→ The records
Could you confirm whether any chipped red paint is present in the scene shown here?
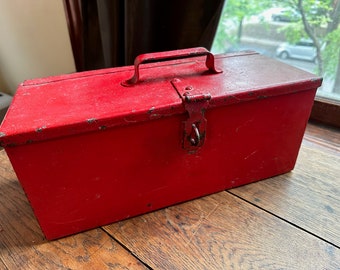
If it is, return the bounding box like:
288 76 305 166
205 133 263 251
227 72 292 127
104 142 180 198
0 49 321 239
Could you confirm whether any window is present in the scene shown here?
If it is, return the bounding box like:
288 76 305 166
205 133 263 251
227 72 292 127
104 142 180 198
212 0 340 127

→ What needs to be done
Reproduce every line of the listing above, requests included, but scale each bounding-box coordinate in the answers by 0.95 and round it to a whole number, with halves rounded up; keep the request text and its sample boxes unchanged and leave out the pictures.

→ Solution below
Could you confirm whether any chipped red paint is present in the scene shown here?
If it is, return the bounding box like:
288 76 305 166
205 133 263 251
227 72 292 127
104 142 180 198
0 47 305 227
Could you confirm whether any window is present in the scene shown here?
If it is, return the bounding box like:
288 76 305 166
205 133 263 251
227 72 292 127
104 142 180 198
201 0 323 121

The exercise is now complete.